» Estratto:
Per capire che cosa rappresenti il Mare di Barents per la Norvegia e non solo, bisogna starci dentro. Ho navigato nel 2021 sulla Senja, vascello militare classe Capo Nord della Kystvakten, la Guardia Costiera norvegese. Con le loro 1700 ispezioni l’anno, gli uomini della Senja sono testimoni di come si possa gestire una ricchezza immensa – 3.1 milioni di tonnellate l’export del pesce norvegese nel 2021 (incluso il salmone allevato) per un valore di quasi 15 miliardi di euro – consentendo che si rinnovi, diversamente da gran parte degli oceani che pagano un sovrasfruttamento causato dalla crescente domanda, soprattutto asiatica; ma anche come sia complicato confrontarsi con il mutamento climatico. «L’impatto è travolgente. Siamo preoccupati», diceva Saetra a bordo della Senja: «Lo sgombro ha praticamente abbandonato le nostre acque, si sta stabilendo nella regione islandese e groenlandese. Anche i pesci esplorano, s’insediano, inseguono la prosperità e una vita migliore, se ne infischiano dei confini e dei pescatori che vanno in malora. I pesci ci lanciano un allarme, sono il canarino nella miniera». Lo scienziato aveva aperto una mappa sul tavolo della sala ufficiali, mostrando ampie fette d’oceano che erano coperte da ghiaccio perenne e che ora sono colonizzate dalle avanguardie di merluzzi polari, halibut e gamberetti: «Dai 60° Nord sono passati agli 80° Nord. Stiamo facendo ricerche in aree non ancora mappate».

» Materiale:

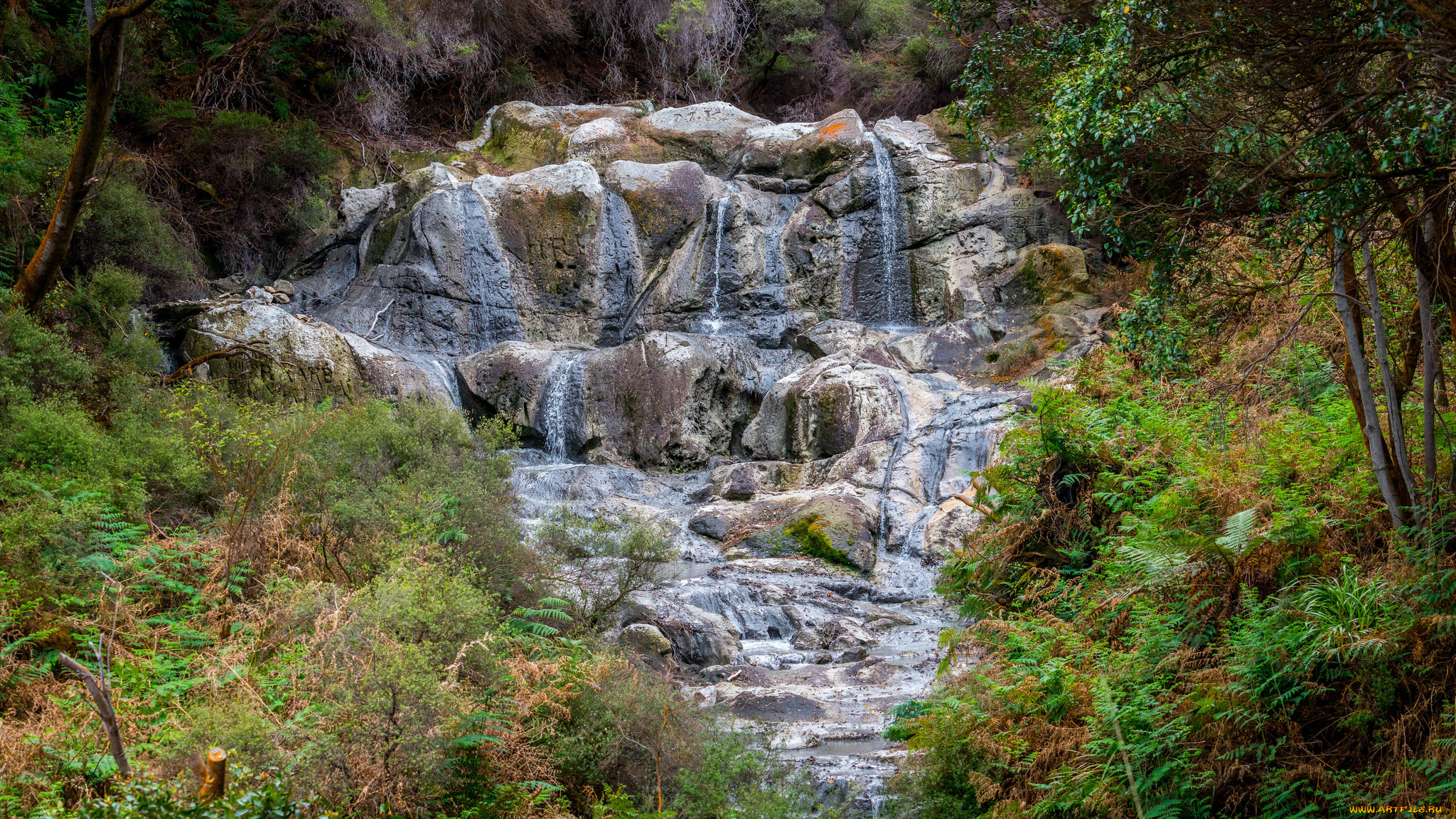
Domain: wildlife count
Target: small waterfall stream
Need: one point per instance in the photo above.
(719, 216)
(560, 402)
(890, 462)
(889, 196)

» Esercizi:
[1] Traduci in inglese questa frase dell'estratto: "Ho navigato nel 2021 sulla Senja, vascello militare classe Capo Nord della Kystvakten, la Guardia Costiera norvegese."
[2] Rispondi alle seguenti domande basandoti sull'estratto.
(a) Quante ispezioni l'anno compiono gli uomini della Senja?
(b) Quale valore ha raggiunto l'export del pesce norvegese nel 2021?
(c) In quale regione si sta stabilendo lo sgombro?

» Risposte attese:
[1] In 2021 I sailed on the Senja, a North Cape-class military vessel of the Kystvakten, the Norwegian Coast Guard.

[2]
(a) 1700 ispezioni l'anno.
(b) Quasi 15 miliardi di euro.
(c) Nella regione islandese e groenlandese.